Exercise objective => Copy out the data below with every "wooden plank wall" replaced by "timber board wall" and nothing else changed. Leave the pictures out.

Input rows =>
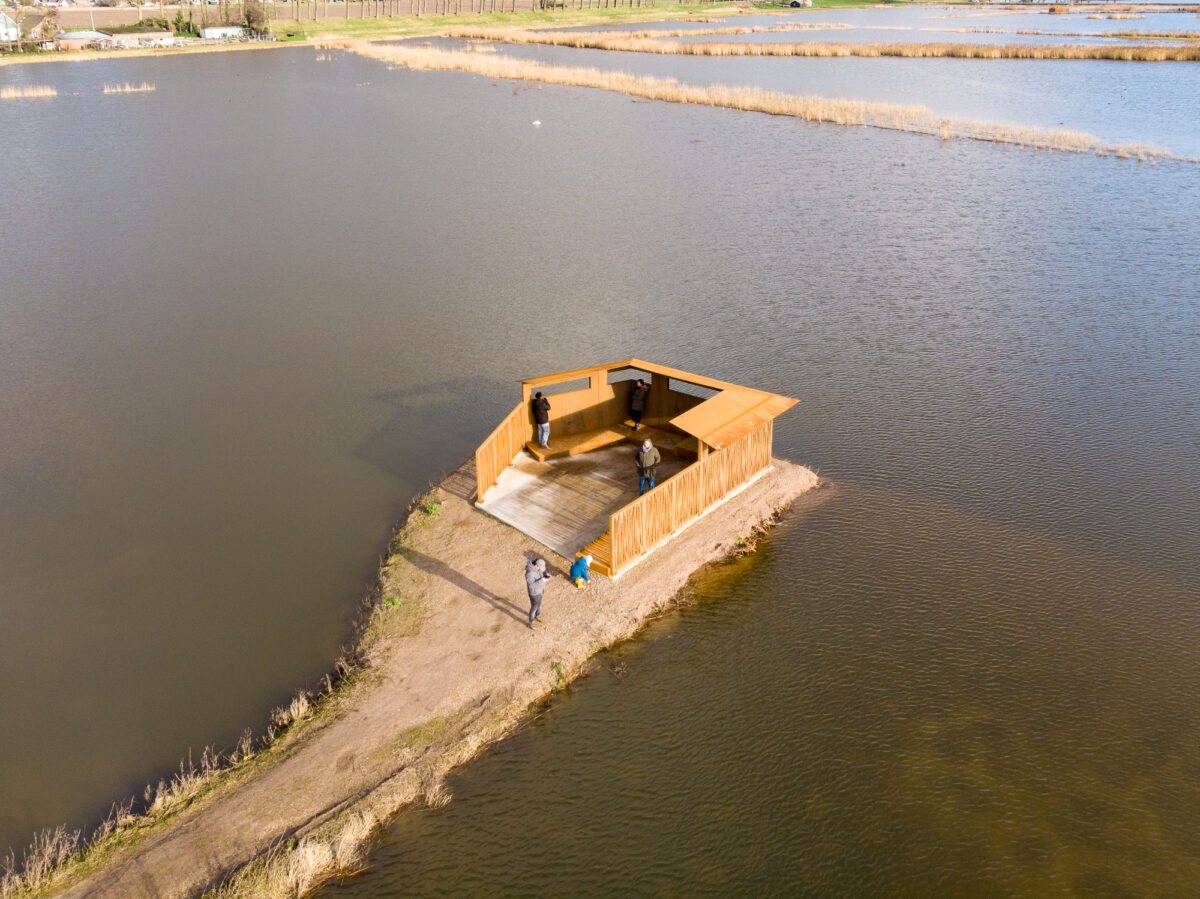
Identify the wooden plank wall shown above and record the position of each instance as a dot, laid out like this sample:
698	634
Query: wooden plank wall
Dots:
501	448
657	515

Task answer =>
Identify the timber board wall shown above and record the position of each instance as a dot, laid out like this sample:
698	634
Query: timber board wall
Dots:
501	448
657	515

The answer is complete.